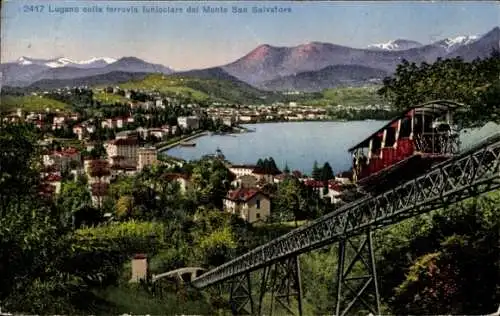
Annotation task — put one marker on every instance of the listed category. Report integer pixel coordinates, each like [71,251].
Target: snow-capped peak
[94,62]
[399,44]
[451,43]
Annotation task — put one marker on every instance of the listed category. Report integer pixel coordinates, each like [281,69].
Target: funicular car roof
[434,108]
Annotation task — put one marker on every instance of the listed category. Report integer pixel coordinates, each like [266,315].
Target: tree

_The problem_:
Would you copy each line of the records that contains "Annotation"?

_Response area_:
Annotation task — put one marker on every instance of the listed category. Report integer pixel coordinates, each like [71,251].
Annotation task — put one marker on every instance of the listed category. Report integer pixel coordinates, each like [281,69].
Annotation task — put one marker on every instance of the listed category. Report integer pixel coordinates, each like [266,315].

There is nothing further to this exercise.